*EXERCISE*:
Set the listing down again exactly, please, apart from its pictures.

============================================================

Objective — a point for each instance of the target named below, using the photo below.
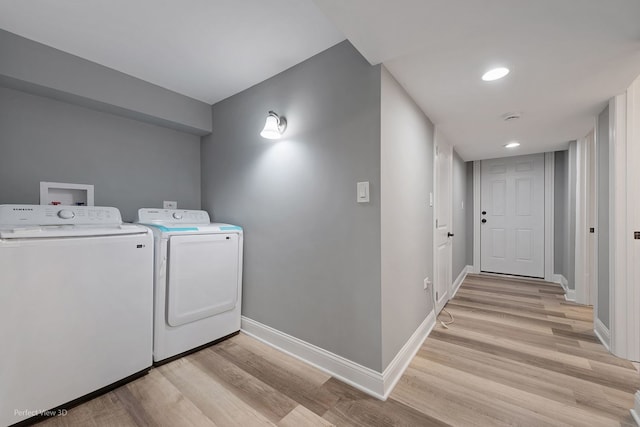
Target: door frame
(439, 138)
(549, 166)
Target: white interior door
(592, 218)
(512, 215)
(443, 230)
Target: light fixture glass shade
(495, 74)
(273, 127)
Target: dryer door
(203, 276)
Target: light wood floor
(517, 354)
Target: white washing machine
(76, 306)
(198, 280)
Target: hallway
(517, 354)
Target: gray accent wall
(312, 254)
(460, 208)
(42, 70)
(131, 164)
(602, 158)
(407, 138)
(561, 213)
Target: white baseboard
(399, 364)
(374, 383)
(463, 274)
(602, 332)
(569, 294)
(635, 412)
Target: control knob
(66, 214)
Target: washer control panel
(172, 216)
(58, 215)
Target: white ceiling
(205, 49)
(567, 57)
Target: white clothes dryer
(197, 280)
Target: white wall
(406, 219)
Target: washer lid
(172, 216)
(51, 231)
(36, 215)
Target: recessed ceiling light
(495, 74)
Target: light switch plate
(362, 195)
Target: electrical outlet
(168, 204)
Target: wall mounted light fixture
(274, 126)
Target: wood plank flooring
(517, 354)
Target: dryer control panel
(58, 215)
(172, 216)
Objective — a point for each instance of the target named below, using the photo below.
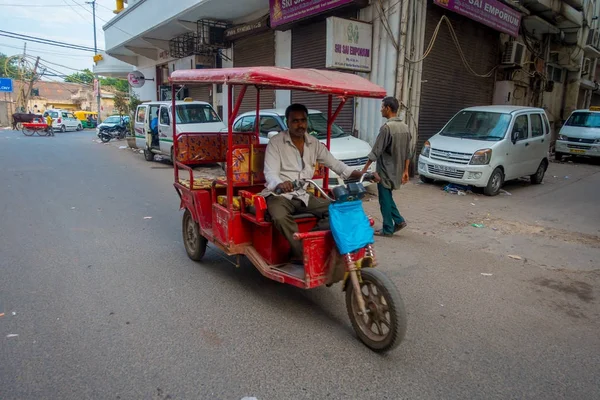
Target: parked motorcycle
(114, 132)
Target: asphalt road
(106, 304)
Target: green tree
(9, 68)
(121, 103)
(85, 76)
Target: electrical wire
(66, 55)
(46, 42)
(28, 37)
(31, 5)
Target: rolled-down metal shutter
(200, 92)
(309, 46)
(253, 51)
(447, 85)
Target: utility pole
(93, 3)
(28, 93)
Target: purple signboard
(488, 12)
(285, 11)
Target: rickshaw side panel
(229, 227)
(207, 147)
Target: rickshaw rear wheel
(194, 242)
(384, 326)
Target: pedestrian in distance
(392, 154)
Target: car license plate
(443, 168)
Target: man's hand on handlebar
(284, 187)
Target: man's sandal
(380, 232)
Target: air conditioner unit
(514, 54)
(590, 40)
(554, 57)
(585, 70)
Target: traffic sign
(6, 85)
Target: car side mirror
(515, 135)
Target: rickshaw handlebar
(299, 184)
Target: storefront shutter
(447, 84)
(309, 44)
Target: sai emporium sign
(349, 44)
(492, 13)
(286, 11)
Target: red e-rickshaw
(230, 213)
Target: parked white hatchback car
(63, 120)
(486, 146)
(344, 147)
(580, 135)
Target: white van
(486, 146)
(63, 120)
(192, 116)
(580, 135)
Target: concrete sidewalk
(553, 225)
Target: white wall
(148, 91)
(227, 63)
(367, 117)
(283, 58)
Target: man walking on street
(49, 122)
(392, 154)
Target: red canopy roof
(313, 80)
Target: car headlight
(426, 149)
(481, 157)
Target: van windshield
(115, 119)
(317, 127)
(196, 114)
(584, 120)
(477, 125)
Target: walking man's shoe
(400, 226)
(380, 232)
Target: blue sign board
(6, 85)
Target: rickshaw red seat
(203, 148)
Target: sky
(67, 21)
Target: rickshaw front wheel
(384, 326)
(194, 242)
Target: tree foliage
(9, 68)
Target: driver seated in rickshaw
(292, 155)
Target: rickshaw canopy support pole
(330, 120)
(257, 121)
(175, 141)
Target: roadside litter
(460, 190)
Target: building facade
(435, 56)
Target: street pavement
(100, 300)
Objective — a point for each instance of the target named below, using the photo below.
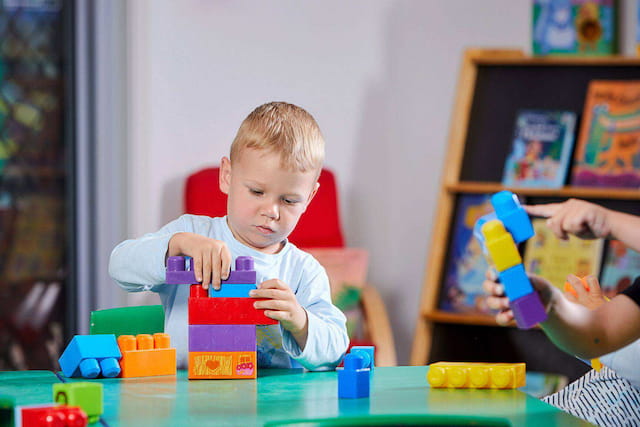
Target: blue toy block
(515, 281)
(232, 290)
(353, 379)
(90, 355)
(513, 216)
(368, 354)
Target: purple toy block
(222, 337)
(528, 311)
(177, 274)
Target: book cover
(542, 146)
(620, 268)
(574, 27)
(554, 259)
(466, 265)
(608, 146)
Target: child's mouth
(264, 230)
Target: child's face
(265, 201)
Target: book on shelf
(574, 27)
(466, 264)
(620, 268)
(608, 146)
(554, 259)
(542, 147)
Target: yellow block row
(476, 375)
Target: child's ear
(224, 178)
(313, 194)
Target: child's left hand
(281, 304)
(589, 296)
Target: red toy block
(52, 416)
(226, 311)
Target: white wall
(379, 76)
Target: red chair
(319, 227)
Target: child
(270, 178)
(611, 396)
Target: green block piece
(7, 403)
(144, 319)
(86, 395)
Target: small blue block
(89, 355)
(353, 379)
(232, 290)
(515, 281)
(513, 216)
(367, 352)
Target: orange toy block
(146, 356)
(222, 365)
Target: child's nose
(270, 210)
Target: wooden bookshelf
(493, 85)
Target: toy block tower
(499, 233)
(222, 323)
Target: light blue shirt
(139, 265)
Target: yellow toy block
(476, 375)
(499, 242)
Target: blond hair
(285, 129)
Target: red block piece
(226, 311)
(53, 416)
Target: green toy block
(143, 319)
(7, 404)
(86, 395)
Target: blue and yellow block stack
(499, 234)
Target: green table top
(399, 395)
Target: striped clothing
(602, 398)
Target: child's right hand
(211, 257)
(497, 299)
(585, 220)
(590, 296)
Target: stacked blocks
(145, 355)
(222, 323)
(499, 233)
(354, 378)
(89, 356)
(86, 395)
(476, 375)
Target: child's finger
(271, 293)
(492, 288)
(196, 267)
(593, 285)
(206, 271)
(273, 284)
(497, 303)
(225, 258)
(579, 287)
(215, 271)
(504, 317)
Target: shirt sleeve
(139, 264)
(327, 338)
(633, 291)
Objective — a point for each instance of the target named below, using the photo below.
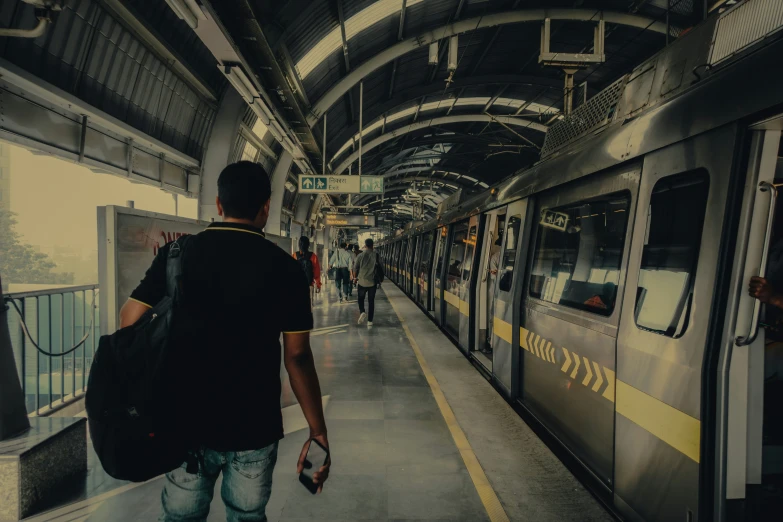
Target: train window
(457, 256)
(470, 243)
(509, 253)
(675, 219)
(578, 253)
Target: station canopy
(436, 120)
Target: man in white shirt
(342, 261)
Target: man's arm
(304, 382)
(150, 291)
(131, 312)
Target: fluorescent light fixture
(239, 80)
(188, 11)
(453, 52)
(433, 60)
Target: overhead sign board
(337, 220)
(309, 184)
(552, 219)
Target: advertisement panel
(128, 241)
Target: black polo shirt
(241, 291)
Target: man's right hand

============================================================

*ANSWER FOR THE TASK*:
Objective — a point for each instance of the target named below, using the photo below.
Target: door frame
(439, 138)
(549, 166)
Target: white interior door
(592, 218)
(512, 215)
(443, 230)
Target: light fixture glass shade
(495, 74)
(273, 127)
Target: dryer door
(203, 276)
Target: light wood floor
(517, 354)
Target: white washing machine
(76, 306)
(198, 280)
Target: hallway
(517, 354)
Target: gray accent wall
(312, 254)
(460, 208)
(42, 70)
(131, 164)
(602, 158)
(407, 138)
(561, 213)
Target: white baseboard
(399, 364)
(374, 383)
(463, 274)
(602, 332)
(569, 294)
(635, 412)
Target: control knob
(66, 214)
Target: washer control panel
(172, 216)
(58, 215)
Target: white ceiling
(205, 49)
(567, 57)
Target: white clothes dryer
(197, 280)
Target: white wall
(406, 219)
Target: washer lid
(172, 216)
(51, 231)
(36, 215)
Target: recessed ceiling light
(495, 74)
Target: light switch plate
(362, 195)
Target: electrical outlet
(168, 204)
Target: wall mounted light fixture
(274, 126)
Target: wood plank flooring
(517, 354)
Target: dryer control panel
(58, 215)
(172, 216)
Objective — a point for each instance of the target named below, using the photo below.
Target: parked motorcycle
(114, 132)
Target: asphalt road
(106, 304)
Target: green tree
(9, 68)
(121, 103)
(85, 76)
Target: electrical wire
(66, 55)
(46, 42)
(28, 37)
(31, 5)
Target: rolled-down metal shutter
(200, 92)
(309, 46)
(253, 51)
(447, 85)
Target: utility pole
(93, 3)
(28, 93)
Target: purple signboard
(488, 12)
(285, 11)
Target: rickshaw side panel
(229, 227)
(207, 147)
Target: rickshaw rear wheel
(194, 242)
(384, 326)
Target: pedestrian in distance
(392, 154)
Target: car license plate
(443, 168)
Target: man's hand on handlebar
(284, 187)
Target: man's sandal
(380, 232)
Target: air conditioner unit
(514, 54)
(590, 40)
(554, 57)
(585, 70)
Target: traffic sign
(6, 85)
Target: car side mirror
(515, 135)
Target: rickshaw handlebar
(299, 184)
Target: storefront shutter
(447, 84)
(309, 44)
Target: sai emporium sign
(349, 44)
(492, 13)
(286, 11)
Target: red e-rickshaw
(230, 213)
Target: parked white hatchback car
(63, 120)
(486, 146)
(344, 147)
(580, 135)
Target: white van
(486, 146)
(63, 120)
(192, 116)
(580, 135)
Target: concrete sidewalk
(553, 225)
Target: white wall
(148, 91)
(227, 63)
(367, 117)
(283, 58)
Target: man walking on street
(49, 122)
(392, 154)
Target: red canopy roof
(313, 80)
Target: car headlight
(426, 149)
(481, 157)
Target: van windshield
(115, 119)
(317, 127)
(196, 114)
(584, 120)
(477, 125)
Target: walking man's shoe
(400, 226)
(380, 232)
Target: blue sign board
(6, 85)
Target: rickshaw red seat
(203, 148)
Target: sky
(67, 21)
Target: rickshaw front wheel
(384, 326)
(194, 242)
Target: tree foliage
(9, 68)
Target: driver seated in rickshaw
(292, 155)
Target: rickshaw canopy support pole
(330, 120)
(257, 121)
(175, 141)
Target: roadside litter
(460, 190)
Target: building facade
(435, 56)
Target: street pavement
(100, 300)
Objective — a point for each instance of the target named below, using the photo below.
Target: blue toy block
(515, 281)
(232, 290)
(353, 379)
(90, 355)
(513, 216)
(368, 354)
Target: purple toy block
(222, 337)
(528, 311)
(177, 274)
Target: book cover
(542, 146)
(620, 268)
(574, 27)
(554, 259)
(466, 265)
(608, 146)
Target: child's mouth
(264, 230)
Target: child's face
(265, 201)
Target: book on shelf
(574, 27)
(466, 264)
(620, 268)
(608, 146)
(554, 259)
(542, 147)
Target: yellow block row
(476, 375)
Target: child's ear
(224, 178)
(313, 194)
Target: child's left hand
(281, 304)
(589, 296)
Target: red toy block
(52, 416)
(226, 311)
Target: white wall
(379, 76)
Target: red chair
(319, 227)
Target: child
(270, 178)
(611, 396)
Target: green block piece
(7, 403)
(144, 319)
(86, 395)
Target: small blue block
(89, 355)
(353, 379)
(232, 290)
(515, 281)
(513, 216)
(367, 352)
Target: orange toy block
(146, 356)
(222, 365)
Target: child's nose
(270, 210)
Target: wooden bookshelf
(493, 85)
Target: toy block tower
(499, 233)
(222, 323)
Target: light blue shirt
(139, 265)
Target: yellow toy block
(476, 375)
(499, 242)
Target: blond hair
(285, 129)
Target: red block piece
(226, 311)
(53, 416)
Target: green toy block
(143, 319)
(7, 404)
(86, 395)
Target: blue and yellow block stack
(499, 234)
Target: green table top
(399, 395)
Target: striped clothing
(602, 398)
Target: child's right hand
(211, 257)
(497, 299)
(585, 220)
(590, 296)
Target: stacked blocks
(145, 355)
(222, 323)
(499, 233)
(354, 378)
(89, 356)
(86, 395)
(476, 375)
Target: child's finger
(271, 293)
(492, 288)
(196, 267)
(593, 285)
(206, 271)
(273, 284)
(497, 303)
(225, 258)
(579, 287)
(215, 271)
(504, 317)
Target: shirt sleeve
(139, 264)
(327, 338)
(633, 291)
Objective — a point for each instance of the target named below, using the photo below.
Target: train window
(457, 256)
(470, 243)
(509, 253)
(675, 219)
(578, 253)
Target: station canopy
(436, 120)
Target: man in white shirt
(342, 261)
Target: man's arm
(304, 382)
(150, 291)
(131, 312)
Target: fluorescent light fixture
(239, 80)
(188, 11)
(453, 52)
(433, 60)
Target: overhead sign board
(337, 220)
(309, 184)
(552, 219)
Target: advertisement panel
(128, 241)
Target: black polo shirt
(241, 291)
Target: man's right hand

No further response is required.